**GIVEN PASSAGE**:
################

Love is LARGE and incredibly patient. Love is gentle and consistently kind to ALL. It refuses to be jealous when blessing comes to someone else. Love does NOT brag about one's achievements nor inflate its own importance. Love does NOT traffic in shame and disrespect, nor selfishly seek it's own honor. Love is NOT easily irritated or quick to take offense. Love joyfully celebrates honesty and finds NO delight in what is wrong. Love is a safe place of shelter, for it never stops believing the best for others. Love never takes failure as defeat, for it NEVER gives up.

################

**SOURCE MATERIAL**:
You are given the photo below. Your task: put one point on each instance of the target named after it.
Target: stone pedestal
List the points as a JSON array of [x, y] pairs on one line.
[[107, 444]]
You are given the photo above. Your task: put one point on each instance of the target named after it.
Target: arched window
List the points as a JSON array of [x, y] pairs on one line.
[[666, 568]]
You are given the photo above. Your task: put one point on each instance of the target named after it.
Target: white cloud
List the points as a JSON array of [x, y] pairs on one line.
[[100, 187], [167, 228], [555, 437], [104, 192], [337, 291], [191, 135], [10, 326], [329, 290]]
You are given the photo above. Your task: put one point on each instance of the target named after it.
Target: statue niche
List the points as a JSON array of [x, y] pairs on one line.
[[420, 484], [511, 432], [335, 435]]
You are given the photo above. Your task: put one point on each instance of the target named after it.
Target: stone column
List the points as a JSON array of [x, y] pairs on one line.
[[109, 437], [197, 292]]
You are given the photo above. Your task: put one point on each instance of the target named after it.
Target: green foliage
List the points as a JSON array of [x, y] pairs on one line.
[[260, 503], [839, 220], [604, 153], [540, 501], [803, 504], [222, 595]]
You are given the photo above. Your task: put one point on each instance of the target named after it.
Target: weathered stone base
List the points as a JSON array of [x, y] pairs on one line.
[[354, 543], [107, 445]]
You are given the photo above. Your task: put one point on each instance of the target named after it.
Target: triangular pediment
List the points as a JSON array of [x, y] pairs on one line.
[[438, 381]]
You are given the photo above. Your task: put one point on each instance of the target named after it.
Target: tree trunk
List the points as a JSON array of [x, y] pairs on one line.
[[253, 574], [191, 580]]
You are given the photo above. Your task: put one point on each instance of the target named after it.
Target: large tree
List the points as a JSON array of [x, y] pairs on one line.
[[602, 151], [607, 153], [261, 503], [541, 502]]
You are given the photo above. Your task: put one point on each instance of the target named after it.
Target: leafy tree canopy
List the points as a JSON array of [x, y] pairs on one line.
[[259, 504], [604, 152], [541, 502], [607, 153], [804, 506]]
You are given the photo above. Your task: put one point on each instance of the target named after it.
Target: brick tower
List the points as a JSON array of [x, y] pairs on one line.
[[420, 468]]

################

**WHAT IS EXPECTED**:
Extract the full passage on love word for word. This material comes from a different source than the passage on love.

**COMPLETED EXERCISE**:
Love is LARGE and incredibly patient. Love is gentle and consistently kind to ALL. It refuses to be jealous when blessing comes to someone else. Love does NOT brag about one's achievements nor inflate its own importance. Love does NOT traffic in shame and disrespect, nor selfishly seek it's own honor. Love is NOT easily irritated or quick to take offense. Love joyfully celebrates honesty and finds NO delight in what is wrong. Love is a safe place of shelter, for it never stops believing the best for others. Love never takes failure as defeat, for it NEVER gives up.